■ **TASK STATEMENT**: Each line below must be set down exactly; omit any image you find.

Recorded data:
━━━━━━━━━━
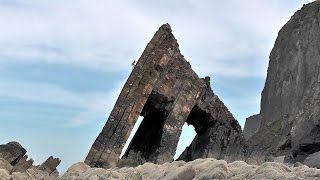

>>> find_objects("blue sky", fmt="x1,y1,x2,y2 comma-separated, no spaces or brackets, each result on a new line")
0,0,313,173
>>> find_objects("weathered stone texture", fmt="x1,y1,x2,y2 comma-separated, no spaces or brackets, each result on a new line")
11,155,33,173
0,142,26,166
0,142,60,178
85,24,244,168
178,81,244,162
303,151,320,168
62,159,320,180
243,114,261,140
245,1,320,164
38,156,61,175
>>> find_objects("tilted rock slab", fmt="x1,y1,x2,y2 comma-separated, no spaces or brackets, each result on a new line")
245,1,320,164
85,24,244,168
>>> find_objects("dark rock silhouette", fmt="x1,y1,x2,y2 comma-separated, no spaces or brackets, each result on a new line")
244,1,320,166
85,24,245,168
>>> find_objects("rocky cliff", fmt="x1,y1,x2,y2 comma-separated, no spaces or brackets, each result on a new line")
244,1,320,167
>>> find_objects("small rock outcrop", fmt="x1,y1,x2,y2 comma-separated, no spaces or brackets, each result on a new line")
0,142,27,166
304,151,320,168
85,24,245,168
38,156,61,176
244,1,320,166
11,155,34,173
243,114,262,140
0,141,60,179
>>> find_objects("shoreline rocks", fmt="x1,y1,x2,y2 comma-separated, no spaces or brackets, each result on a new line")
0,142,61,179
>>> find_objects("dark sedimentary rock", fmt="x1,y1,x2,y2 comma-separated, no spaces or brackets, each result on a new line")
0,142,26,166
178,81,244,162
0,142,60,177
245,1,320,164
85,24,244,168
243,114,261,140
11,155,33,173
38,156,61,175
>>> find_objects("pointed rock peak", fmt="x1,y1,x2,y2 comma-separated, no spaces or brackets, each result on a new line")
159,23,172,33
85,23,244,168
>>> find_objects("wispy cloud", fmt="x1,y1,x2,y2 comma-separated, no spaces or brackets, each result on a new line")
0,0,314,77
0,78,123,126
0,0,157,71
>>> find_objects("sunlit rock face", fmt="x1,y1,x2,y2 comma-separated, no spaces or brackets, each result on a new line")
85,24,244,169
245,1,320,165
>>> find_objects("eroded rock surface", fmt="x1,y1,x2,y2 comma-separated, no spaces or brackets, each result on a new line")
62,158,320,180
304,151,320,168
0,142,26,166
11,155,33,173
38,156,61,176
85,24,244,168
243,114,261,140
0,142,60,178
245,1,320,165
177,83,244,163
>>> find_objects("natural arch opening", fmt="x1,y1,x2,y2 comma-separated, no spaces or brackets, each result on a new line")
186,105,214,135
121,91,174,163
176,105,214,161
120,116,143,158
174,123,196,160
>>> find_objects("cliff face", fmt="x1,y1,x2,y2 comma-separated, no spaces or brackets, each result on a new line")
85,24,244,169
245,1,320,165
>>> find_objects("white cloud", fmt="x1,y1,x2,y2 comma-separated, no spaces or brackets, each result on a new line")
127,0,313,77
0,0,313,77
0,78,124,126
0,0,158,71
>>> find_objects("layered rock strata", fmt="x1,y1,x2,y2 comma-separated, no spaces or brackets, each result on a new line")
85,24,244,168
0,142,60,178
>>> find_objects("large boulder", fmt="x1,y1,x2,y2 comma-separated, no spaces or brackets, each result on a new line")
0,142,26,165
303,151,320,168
━━━━━━━━━━
■ **ANSWER BOX**:
>>> find_objects("blue sky", fmt="x1,y1,x2,y2 comma-separated, no spaces or brackets, each result on a new line")
0,0,313,173
>>> find_objects("weathered stone texture", fmt="x1,y1,x2,y2 comma-separated, no spaces or brackets, each result on a new line")
11,155,33,173
0,142,26,166
0,142,60,178
85,24,244,168
178,81,244,162
303,151,320,168
62,159,320,180
243,114,261,140
245,1,320,164
38,156,61,175
>>> find_objects("tilted rock slab", fmt="x1,y1,x2,y2 comma-separated, no spaces or brackets, each result on a new line")
245,1,320,164
85,24,244,168
>>> find_objects("dark rock silhouette", fmt="x1,y1,x2,y2 comma-separated, no spaces or brackets, each result on a new line")
244,1,320,166
85,24,245,168
>>> find_objects("rocky cliff", fmt="x1,y1,x2,y2 comma-separated, no spaces or brackets, each result on a new line")
244,1,320,167
>>> find_objects("small rock outcrop", fmt="x1,y1,x2,y2 comma-separated, no spaces or brackets, each result on a new line")
0,142,27,166
304,151,320,168
85,24,245,168
38,156,61,176
244,1,320,166
11,155,34,173
243,114,262,140
0,141,60,179
>>> find_objects("shoreline rocks", fmt="x1,y1,x2,y2 comma-separated, no spaces or brackets, each result on a new line")
0,142,61,179
>>> find_objects("dark sedimentary rock", fmt="x1,y1,x2,y2 comma-separated, no spaces or brackets, each result on a new line")
0,142,26,166
178,81,244,162
0,142,60,177
245,1,320,164
85,24,244,168
243,114,261,140
11,155,33,173
38,156,61,175
>>> find_objects("pointed rock peak", fmt="x1,y1,x2,y2 comma-separated, no spaces or brackets, each result on a new line")
159,23,172,33
85,23,244,168
>>> find_objects("wispy cloud", fmt="x1,y1,x2,y2 comma-separated, no spaces or brackets, each result on a new line")
0,0,314,77
0,78,123,126
0,0,157,71
>>> find_objects("sunlit rock face", fmt="x1,y1,x2,y2 comma-separated, no spaces or brackets, each result on a new line")
85,24,244,169
245,1,320,165
>>> find_objects("eroded rock surface", fmt="x1,y1,x2,y2 comma-separated, no spaces or brackets, each result on a new line")
62,158,320,180
304,151,320,168
0,142,26,166
11,155,33,173
38,156,61,176
85,24,244,168
243,114,261,140
0,142,60,178
245,1,320,165
177,83,244,163
>>> find_objects("natural arch opening", fmt="x1,y1,x2,y2 comma-separated, no spaces or brackets, each result on a new line")
186,105,214,135
121,91,174,163
176,105,214,161
120,116,143,158
174,123,196,160
>>> find_objects("cliff face", fmt="x1,y1,x2,y2 comma-separated, no spaces or brackets, each result on a new line")
85,24,244,169
245,1,320,165
>>> find_objects("white cloud", fmt="x1,y1,x2,y2 comma-separated, no spaces or brackets, each result on a new line")
127,0,313,77
0,0,313,77
0,78,124,126
0,0,158,71
>>> find_objects("layered rock strata", fmt="x1,y1,x2,y2 comma-separated, no spaces or brackets, each result on a new line")
85,24,244,168
0,142,60,178
>>> find_objects("large boulder", fmt="x1,y1,x2,y2 comma-separated, no spaces or brackets, each result on a new line")
0,142,26,165
303,151,320,168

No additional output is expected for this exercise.